Which rows below contain the word "steel" (case counts)? Locate and copy each of those rows in full.

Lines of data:
********

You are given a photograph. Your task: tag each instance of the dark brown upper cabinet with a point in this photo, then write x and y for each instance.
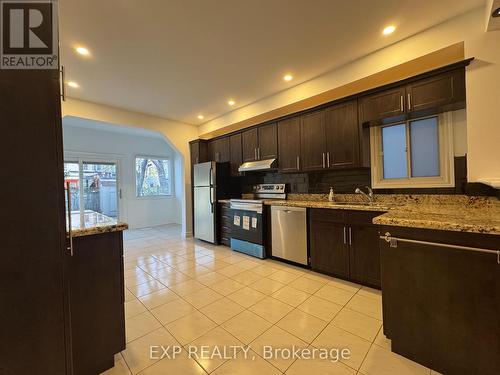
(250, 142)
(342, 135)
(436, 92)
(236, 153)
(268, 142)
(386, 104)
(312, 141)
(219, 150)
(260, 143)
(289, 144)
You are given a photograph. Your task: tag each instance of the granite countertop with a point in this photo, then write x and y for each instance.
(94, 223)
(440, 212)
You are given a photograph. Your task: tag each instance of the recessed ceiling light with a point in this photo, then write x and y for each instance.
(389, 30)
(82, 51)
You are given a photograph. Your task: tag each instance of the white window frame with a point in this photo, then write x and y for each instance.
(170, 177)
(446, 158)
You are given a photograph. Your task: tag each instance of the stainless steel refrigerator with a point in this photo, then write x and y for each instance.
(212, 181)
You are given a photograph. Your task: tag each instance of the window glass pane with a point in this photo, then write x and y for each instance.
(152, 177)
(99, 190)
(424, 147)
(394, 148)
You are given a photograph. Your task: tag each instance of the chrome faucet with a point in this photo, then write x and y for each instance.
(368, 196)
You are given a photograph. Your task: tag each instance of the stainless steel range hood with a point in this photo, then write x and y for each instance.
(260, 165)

********

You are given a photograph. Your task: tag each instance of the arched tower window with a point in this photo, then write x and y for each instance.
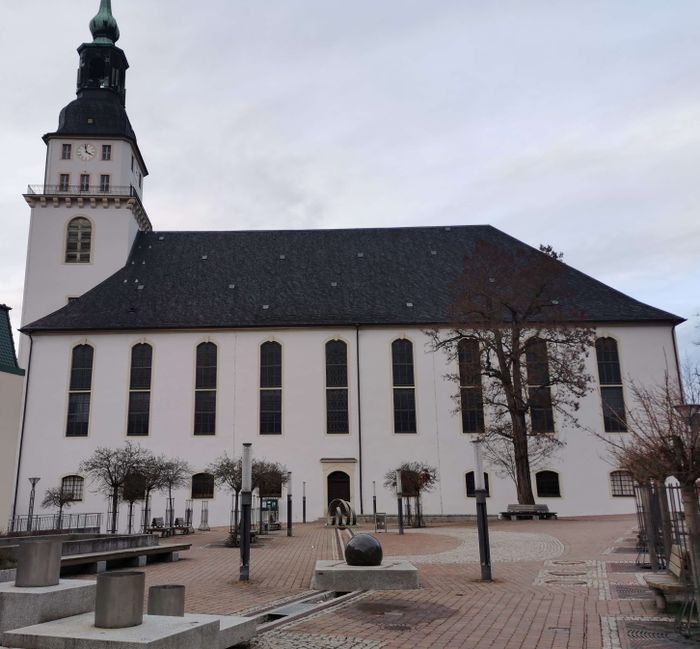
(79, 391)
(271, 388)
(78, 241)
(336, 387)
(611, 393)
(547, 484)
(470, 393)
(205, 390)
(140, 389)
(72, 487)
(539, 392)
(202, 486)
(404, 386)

********

• SOLUTION TO THIS PROBLEM:
You are given a photograph. Your task: tag each instance of the stainless steel refrigerator with a point in this photo, then write x and y for each instance.
You are given a photograph. Your task: tag each instance of the stainless steel range hood with a point in this photo, then write x and y for each instance.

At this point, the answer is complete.